─── Excerpted passage

# $\int x^{dx}-1=$?

※ This posting is a reorganization of Oden Petersen’s answer to What is $\int x^{dx}-1$? on Quora.

$\int x^{dx}-1$

As soon as you see this equation, you might think, “Is this a joke?”

Not only is it not a familiar form of equation, but it is also customary to write $dx$ at the end of the integral when calculating integrals.

However, if you think about the original meaning of the Riemann integral, you will see that this integral value leads to a valid result.

The reason for writing this post is to share Oden Petersen’s teachings, which focus on the original meaning of integral symbols and explore their essential meanings once again.

──────
─── Data section

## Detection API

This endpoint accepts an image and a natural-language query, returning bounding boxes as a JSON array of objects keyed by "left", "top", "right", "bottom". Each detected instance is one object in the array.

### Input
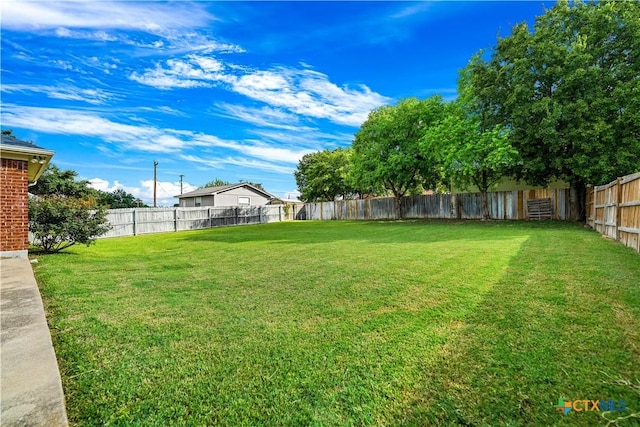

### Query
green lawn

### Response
[{"left": 35, "top": 221, "right": 640, "bottom": 426}]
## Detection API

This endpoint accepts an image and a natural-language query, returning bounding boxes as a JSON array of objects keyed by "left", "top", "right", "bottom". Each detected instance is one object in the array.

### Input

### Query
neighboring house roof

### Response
[
  {"left": 0, "top": 134, "right": 53, "bottom": 182},
  {"left": 174, "top": 182, "right": 275, "bottom": 199}
]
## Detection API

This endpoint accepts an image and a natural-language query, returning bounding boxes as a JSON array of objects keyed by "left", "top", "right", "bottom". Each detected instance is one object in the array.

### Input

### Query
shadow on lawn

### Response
[
  {"left": 402, "top": 226, "right": 640, "bottom": 426},
  {"left": 174, "top": 220, "right": 580, "bottom": 244}
]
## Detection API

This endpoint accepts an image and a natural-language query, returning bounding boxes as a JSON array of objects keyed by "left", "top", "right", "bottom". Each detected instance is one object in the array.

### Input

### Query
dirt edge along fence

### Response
[
  {"left": 586, "top": 172, "right": 640, "bottom": 252},
  {"left": 101, "top": 205, "right": 292, "bottom": 238},
  {"left": 298, "top": 189, "right": 569, "bottom": 224}
]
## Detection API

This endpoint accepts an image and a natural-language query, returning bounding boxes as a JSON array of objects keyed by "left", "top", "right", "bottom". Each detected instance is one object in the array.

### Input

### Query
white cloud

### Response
[
  {"left": 1, "top": 0, "right": 216, "bottom": 33},
  {"left": 89, "top": 178, "right": 196, "bottom": 206},
  {"left": 180, "top": 155, "right": 294, "bottom": 174},
  {"left": 214, "top": 103, "right": 315, "bottom": 132},
  {"left": 129, "top": 54, "right": 228, "bottom": 89},
  {"left": 55, "top": 27, "right": 118, "bottom": 42},
  {"left": 2, "top": 105, "right": 192, "bottom": 153},
  {"left": 3, "top": 105, "right": 311, "bottom": 166},
  {"left": 0, "top": 84, "right": 114, "bottom": 105},
  {"left": 232, "top": 68, "right": 391, "bottom": 127},
  {"left": 129, "top": 54, "right": 391, "bottom": 127}
]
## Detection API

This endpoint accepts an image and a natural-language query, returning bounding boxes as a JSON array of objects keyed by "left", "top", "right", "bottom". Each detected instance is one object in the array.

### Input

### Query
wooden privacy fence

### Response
[
  {"left": 297, "top": 189, "right": 569, "bottom": 224},
  {"left": 586, "top": 172, "right": 640, "bottom": 252},
  {"left": 101, "top": 205, "right": 286, "bottom": 237}
]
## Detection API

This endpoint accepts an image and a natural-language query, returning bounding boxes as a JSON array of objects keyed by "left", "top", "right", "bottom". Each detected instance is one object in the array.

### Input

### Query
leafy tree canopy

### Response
[
  {"left": 29, "top": 194, "right": 110, "bottom": 253},
  {"left": 29, "top": 163, "right": 98, "bottom": 198},
  {"left": 98, "top": 188, "right": 148, "bottom": 209},
  {"left": 351, "top": 96, "right": 444, "bottom": 217},
  {"left": 470, "top": 1, "right": 640, "bottom": 217},
  {"left": 294, "top": 148, "right": 353, "bottom": 202}
]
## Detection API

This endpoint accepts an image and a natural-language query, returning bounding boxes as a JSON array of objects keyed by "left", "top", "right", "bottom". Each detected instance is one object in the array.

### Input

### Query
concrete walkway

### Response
[{"left": 0, "top": 258, "right": 68, "bottom": 427}]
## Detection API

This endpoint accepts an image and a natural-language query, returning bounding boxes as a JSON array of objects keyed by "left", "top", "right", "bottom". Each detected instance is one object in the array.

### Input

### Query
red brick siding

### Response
[{"left": 0, "top": 159, "right": 29, "bottom": 251}]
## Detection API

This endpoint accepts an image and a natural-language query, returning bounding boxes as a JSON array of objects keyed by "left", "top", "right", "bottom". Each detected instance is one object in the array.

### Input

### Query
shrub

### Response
[{"left": 29, "top": 195, "right": 111, "bottom": 253}]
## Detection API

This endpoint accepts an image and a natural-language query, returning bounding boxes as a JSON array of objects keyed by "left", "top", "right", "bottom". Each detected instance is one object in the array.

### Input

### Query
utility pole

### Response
[{"left": 153, "top": 160, "right": 158, "bottom": 208}]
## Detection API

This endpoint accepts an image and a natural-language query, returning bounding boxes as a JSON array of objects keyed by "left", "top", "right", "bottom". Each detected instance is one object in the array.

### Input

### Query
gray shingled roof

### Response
[
  {"left": 1, "top": 134, "right": 44, "bottom": 150},
  {"left": 175, "top": 182, "right": 275, "bottom": 199}
]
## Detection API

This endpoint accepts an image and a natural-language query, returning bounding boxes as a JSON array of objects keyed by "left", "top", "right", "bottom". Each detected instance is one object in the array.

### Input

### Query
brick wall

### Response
[{"left": 0, "top": 159, "right": 29, "bottom": 251}]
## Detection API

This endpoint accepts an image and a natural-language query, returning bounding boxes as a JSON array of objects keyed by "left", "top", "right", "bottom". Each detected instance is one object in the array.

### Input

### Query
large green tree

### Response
[
  {"left": 422, "top": 101, "right": 520, "bottom": 220},
  {"left": 470, "top": 1, "right": 640, "bottom": 219},
  {"left": 351, "top": 96, "right": 444, "bottom": 218},
  {"left": 29, "top": 194, "right": 111, "bottom": 253},
  {"left": 29, "top": 163, "right": 99, "bottom": 198},
  {"left": 294, "top": 148, "right": 353, "bottom": 202},
  {"left": 98, "top": 188, "right": 148, "bottom": 209}
]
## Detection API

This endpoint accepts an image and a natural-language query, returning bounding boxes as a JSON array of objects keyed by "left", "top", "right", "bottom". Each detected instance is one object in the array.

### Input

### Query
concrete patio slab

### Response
[{"left": 0, "top": 258, "right": 68, "bottom": 427}]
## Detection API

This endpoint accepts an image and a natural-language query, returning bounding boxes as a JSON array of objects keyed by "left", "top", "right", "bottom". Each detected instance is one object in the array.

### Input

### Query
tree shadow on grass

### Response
[{"left": 400, "top": 233, "right": 640, "bottom": 426}]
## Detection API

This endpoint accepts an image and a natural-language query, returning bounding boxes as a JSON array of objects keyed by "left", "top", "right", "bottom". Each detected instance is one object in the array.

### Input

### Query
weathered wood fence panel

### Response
[
  {"left": 586, "top": 172, "right": 640, "bottom": 252},
  {"left": 102, "top": 205, "right": 285, "bottom": 237},
  {"left": 304, "top": 189, "right": 569, "bottom": 220}
]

──────

Reproduce word for word the part of the integral post that opens with the words containing "Not only is" and closes with "meanings once again.". Rely only on the integral post, not on the items.

**Reply:**
Not only is it not a familiar form of equation, but it is also customary to write $dx$ at the end of the integral when calculating integrals.

However, if you think about the original meaning of the Riemann integral, you will see that this integral value leads to a valid result.

The reason for writing this post is to share Oden Petersen’s teachings, which focus on the original meaning of integral symbols and explore their essential meanings once again.